▶ **PASSAGE SHOWN**:

E-commerce · 5 min read

From 'one day' to one-day: expectations in global shipping

As customers become ever-more demanding, e-commerce stores are being put to the test in new ways. With next-day delivery (and even same-day delivery) becoming the norm, how can SMEs keep up with big business, and what innovations are changing the game in logistics?

In April 2019, Amazon announced that it was working to offer free one-day shipping as the default for Amazon Prime customers1. For Amazon, it was a step towards providing an improved, more streamlined customer experience with same-day courier services. For their competitors, it was a potentially enormous threat. In the battle for business, quick delivery can make the difference between a sale being made and a cart being abandoned.

            “…two-day shipping may seem too slow before we know it”- Brian Nowak, Morgan Stanley

Obviously, that’s a big concern. But when it comes to cross-border international commerce, how can small companies stay competitive? Now, we’re going to level with you, we might be a little biased when it comes to recommending a company that can help you with this particular issue. And honestly, we believe we’re right to be.

Why are expectations changing?

The world is, in simple terms, a more connected place. While there used to be a resignation that items would take time to cross borders, the processes, systems and people required to get your package from A to B have become much more streamlined. More companies can transport more goods, more often, to more places. And, as people become used to this, their expectations when comparing domestic and cross border international delivery become more aligned.

A 2019 study by Accenture3 showed that shoppers are demanding to know more about their shipment – whether it’s the landed costs (51%), returns process (57%), or the delivery charges prior to purchase (70%). What used to be the preserve of traditional postal and delivery services is now being disrupted by innovation-led start-ups, with the ability to adapt to changing customer needs. Meanwhile, a study by IPC4 in 2019, across 14 countries, revealed that 32% of people would choose faster delivery as the one thing they would improve when it comes to international delivery.   

 

How is this possible?

Delivery companies are constantly searching for the most efficient route to their customers. In 2004, UPS implemented a policy that stopped drivers from turning across oncoming traffic. Although these delivery route plans may seem to take longer, they actually reduce the amount of time drivers spend waiting to turn – which wastes fuel – and massively reduces the risk of accidents.

Meanwhile, hyper-localized warehouses are popping up in cities everywhere, changing supply chain strategy – planning to service the additional 600m people forecast to live in urban environments, According to Roy Hughes, EVP Network Operations Europe, DHL Express, several ‘power cities’, such as New York and Beijing, are “facilitating and driving this localization trend,” and we don’t think it’s going to stop any time soon.

Innovations: Packaging

While a lot of people are happy for packages to be left on their doorsteps, there are obviously concerns when doing so – but brands are adapting to avoid situations like this with different packaging strategies. Products that are traditionally bigger than a letterbox slot are finding ways to fit through the door – and avoid the potential for being stolen from the porch.

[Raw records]

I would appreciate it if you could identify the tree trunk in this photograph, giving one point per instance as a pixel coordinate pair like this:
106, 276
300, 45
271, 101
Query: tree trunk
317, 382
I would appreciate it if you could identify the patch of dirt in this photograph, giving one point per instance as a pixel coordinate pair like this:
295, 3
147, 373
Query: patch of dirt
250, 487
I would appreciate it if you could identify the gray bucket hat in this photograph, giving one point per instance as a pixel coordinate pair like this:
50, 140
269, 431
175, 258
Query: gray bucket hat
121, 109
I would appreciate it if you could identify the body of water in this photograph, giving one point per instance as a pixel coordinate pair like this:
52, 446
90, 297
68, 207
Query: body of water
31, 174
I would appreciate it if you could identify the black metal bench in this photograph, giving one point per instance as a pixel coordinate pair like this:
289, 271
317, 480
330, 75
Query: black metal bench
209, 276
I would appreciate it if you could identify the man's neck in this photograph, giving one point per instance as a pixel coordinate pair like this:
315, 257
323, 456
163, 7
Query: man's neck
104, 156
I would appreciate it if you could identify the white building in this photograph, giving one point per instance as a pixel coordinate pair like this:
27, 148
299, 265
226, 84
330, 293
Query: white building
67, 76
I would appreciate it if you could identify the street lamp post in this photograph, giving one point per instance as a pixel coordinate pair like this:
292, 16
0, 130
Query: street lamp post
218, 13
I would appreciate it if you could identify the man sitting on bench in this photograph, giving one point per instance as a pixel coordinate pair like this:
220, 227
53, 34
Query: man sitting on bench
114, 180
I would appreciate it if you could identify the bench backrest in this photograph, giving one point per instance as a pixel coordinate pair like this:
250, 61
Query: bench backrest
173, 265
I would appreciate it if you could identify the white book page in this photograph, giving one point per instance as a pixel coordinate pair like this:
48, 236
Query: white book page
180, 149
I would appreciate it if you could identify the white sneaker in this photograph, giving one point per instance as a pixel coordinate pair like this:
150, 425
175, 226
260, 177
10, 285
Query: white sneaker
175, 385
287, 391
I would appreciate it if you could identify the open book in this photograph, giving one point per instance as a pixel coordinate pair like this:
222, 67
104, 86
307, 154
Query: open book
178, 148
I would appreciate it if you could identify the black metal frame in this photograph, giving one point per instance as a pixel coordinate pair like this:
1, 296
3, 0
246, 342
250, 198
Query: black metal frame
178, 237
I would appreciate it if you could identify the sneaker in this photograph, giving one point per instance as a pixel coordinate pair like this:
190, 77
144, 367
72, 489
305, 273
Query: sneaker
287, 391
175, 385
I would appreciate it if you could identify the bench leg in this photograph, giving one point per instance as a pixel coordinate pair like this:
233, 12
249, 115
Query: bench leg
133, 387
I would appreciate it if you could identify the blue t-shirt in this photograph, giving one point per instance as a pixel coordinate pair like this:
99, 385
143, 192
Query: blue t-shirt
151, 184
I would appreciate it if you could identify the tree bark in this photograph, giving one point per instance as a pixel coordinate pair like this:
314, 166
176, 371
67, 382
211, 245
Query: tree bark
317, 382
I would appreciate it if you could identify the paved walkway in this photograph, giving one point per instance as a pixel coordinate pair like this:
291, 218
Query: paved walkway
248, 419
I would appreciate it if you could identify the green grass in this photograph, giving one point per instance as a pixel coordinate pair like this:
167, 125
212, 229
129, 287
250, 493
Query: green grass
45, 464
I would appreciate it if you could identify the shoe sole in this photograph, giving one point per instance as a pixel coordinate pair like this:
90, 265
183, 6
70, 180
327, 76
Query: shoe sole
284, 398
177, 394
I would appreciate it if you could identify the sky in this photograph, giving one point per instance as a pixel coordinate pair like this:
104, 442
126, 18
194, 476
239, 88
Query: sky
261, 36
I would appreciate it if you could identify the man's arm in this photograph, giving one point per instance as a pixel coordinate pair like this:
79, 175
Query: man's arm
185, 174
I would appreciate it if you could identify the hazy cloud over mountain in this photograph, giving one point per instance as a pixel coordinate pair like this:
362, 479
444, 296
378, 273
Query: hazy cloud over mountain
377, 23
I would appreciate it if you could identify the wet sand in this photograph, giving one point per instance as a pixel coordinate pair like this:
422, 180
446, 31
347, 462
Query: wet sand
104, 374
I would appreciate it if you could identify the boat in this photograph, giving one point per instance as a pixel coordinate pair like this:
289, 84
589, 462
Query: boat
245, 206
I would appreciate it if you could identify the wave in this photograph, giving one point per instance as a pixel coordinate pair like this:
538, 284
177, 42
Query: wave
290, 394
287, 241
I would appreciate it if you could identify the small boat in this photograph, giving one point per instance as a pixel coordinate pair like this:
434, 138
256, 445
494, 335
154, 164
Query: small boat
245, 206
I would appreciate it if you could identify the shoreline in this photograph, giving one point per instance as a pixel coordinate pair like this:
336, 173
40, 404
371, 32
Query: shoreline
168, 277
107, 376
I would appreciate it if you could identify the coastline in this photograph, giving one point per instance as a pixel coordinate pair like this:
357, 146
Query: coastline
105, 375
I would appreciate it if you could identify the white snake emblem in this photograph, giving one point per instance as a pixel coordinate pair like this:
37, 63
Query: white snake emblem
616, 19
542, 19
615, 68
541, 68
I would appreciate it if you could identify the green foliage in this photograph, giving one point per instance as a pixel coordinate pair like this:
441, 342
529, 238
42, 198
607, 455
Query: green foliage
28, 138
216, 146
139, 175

▶ **EXERCISES**:
1) Show every line of the records that contains the word "walkway". Case counts.
2) Proceed with the article on global shipping expectations, writing on from its last sentence.

▶ **OUTPUTS BY TASK**:
1)
I would appreciate it if you could identify the paved walkway in this photograph, giving one point per instance as a pixel coordinate pair like this:
Query: paved walkway

2)
Bloom & Wild, a UK-based florist, have managed to not only get around postage issues with their innovative boxed bouquets, they’ve also managed to become more sustainable.

             “Our clever letterbox design uses 80% less packaging than traditional flower deliveries.”Sara Gordon, Brand Director, Bloom & Wild

And another brand that’s seen success through a little creative shape-shifting is Garçon Wines – whose flat wine bottle, made from recycled materials – is not only 40% smaller (while maintaining the same amount of wine), but completely sustainable.

We’ve written before about the opportunity that packaging provides for your marketing – but what other innovations are making a difference?

 

Innovations: Vehicles

McKinsey5 predicted, back in 2016, that the move to autonomous vehicles, including drones, will see close to 80% of all deliveries being done so in this fashion in the future – with bike couriers accounting for just 2% of all deliveries.

Around the world, electric vehicles are becoming more and more prominent. With environmental concerns centre stage, the race to commercialize battery-powered environmentally friendly vehicles is on. And that’s no different in the logistics and delivery sphere. In 2018, DPD opened an all-electric depot in London’s Westminster to service the capital’s delivery needs – and has since opened two more. Meanwhile, specialists Gnewt have partnered with brands such as ASOS to provide 100% electric delivery to the city’s shoppers.

OK, so how can I send my package?

On Demand Delivery

Convenience, flexibility, up-to-date information… ODD has it all. Customers can not only change where they want their shipment to arrive when it’s out for delivery, they can change the time or the date as well. Providing this on demand delivery service, DHL Express can keep both sender and recipient in the loop about where their package is at every stage.

Time Definite International

If time is of the essence, TDI is the answer to your needs. Combining global reach with local specialists, it offers speedy delivery, end-to-end tracking, and customs clearance – so you can get your customers what they need, as soon as they need it, regardless of what delivery time that is. Be that before 0900, or by the end of the day, there’s an option you (and your customers) will love.

How can small business owners take advantage?

Research from Salesforce7 has shown that 76% of customers find it easier than ever to take their business elsewhere. Let’s consider this again. Over three-quarters of your customers could easily abandon a brand for another at the drop of a hat if they weren’t satisfied.

But do you know what does keep them satisfied? Getting their delivery quickly, and easily.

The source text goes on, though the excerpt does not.